■ **PAGE**:
Introduction :
Mezri Haddad est un jeune philosophe tunisien, spécialiste de théologie comparative, qui a été déjà deux fois mon invité sur le plateau de Judaïques FM (voir la présentation de notre émission du 26 mars dernier). Il a publié dans le journal « Liberation » du 26 septembre un « rebond » où, courageusement, il prend la défense du Pape Benoît XVI qui s’est attiré les foudres des islamistes après son discours de Ratisbonne (lire sur le blog). Voici la reproduction intégrale de son article.
J.C
« Il ne se passe pas un mois sans que l'islam ne soit au coeur d'une polémique mondiale et sans que les musulmans ne manifestent leur colère contre des «ennemis» qui «blasphèment» leur religion et «fustigent» leur prophète. Mais, cette fois-ci, il ne s'agit ni d'un caricaturiste ni d'un écrivain, mais de la plus haute autorité morale et spirituelle de l'Eglise catholique, le pape Benoît XVI.
Pourtant, en dehors de ces réactions invariablement hystériques, il n'y a aucun rapprochement à établir entre l'affaire des caricatures, celle de tel ou tel écrivain à la littérature irrévérencieuse à l'égard du sacro-saint islam et celle de la conférence philosophique et théologique que le pape a prononcée. Réduire cette conférence magistrale, principalement consacrée à la problématique très complexe et typiquement «averroïste» des rapports entre foi et raison, la réduire à une vulgaire stigmatisation de l'islam c'est plutôt l'Occident hédoniste et déchristianisé qui était la cible du pape , c'est faire preuve d'une affligeante ignorance. Pis, c'est donner raison aux ennemis de la raison, ces intégristes qui voient dans toute critique la manifestation d'un fantasmagorique complot de l'Occident contre le monde islamique. On ne le dira jamais assez, l'ennemi mortel de l'islam, c'est le fanatisme, et le mal qui le ronge depuis des années, c'est l'intolérance. En moins de dix ans, nul n'a autant discrédité l'islam que l'islamisme lui-même, cette souillure de l'islam, cette nécrose de la civilisation islamique. Des horreurs commises par les égorgeurs du FIS et du GIA en Algérie, y compris le supplice des pauvres moines de Tibérine, aux multiples massacres ordonnés par Ben Laden et ses acolytes, en passant par les faits et méfaits des talibans en Afghanistan, que de chemin parcouru sur la voie de la décadence et de la barbarie.
Ceux qui crient aujourd'hui au complot, où étaient-ils lorsque tant d'atrocités étaient (et sont toujours) commises au nom du Coran ? Qu'est-ce qui est plus dommageable pour l'islam, le fait de citer sans y souscrire un manuscrit du XIVe siècle, ou le fait de tuer indistinctement hommes, femmes et enfants au nom d'une conception dévoyée du jihad ? Le prophète de l'islam ne disait-il pas que «l'encre du savant est plus sacrée que le sang du martyr» ?

■ **CONSIGNE**: D'après la page, dans quel journal et à quelle date Mezri Haddad a-t-il publié son « rebond » en défense du pape Benoît XVI ?

■ **DONNÉES FOURNIES**:
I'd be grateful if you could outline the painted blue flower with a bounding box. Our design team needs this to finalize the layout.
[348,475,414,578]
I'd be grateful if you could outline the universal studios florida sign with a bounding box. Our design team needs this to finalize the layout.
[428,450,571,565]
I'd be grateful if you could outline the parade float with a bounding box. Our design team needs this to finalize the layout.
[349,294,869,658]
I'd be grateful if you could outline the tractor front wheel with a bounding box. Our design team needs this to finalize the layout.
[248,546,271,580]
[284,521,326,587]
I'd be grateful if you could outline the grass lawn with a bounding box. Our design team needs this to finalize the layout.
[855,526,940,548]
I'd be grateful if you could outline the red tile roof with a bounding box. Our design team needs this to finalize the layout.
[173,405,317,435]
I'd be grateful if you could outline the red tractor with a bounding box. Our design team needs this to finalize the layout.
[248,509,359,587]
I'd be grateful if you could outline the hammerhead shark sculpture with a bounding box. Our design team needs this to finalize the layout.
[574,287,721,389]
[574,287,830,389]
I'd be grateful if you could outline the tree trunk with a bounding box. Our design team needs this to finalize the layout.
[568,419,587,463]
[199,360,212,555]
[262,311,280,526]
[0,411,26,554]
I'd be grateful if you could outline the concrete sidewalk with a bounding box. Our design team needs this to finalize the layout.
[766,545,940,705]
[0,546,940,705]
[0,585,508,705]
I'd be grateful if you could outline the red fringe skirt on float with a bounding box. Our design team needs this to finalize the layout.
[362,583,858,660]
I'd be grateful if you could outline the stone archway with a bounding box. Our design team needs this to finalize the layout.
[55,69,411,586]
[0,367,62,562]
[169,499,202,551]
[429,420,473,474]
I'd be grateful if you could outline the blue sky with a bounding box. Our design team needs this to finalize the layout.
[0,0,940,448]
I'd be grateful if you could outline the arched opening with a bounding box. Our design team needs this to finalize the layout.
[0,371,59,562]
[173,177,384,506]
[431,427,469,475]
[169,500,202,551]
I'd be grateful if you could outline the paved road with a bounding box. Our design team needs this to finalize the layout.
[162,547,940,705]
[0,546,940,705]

■ **RÉPONSE**: Dans le journal « Liberation » du 26 septembre.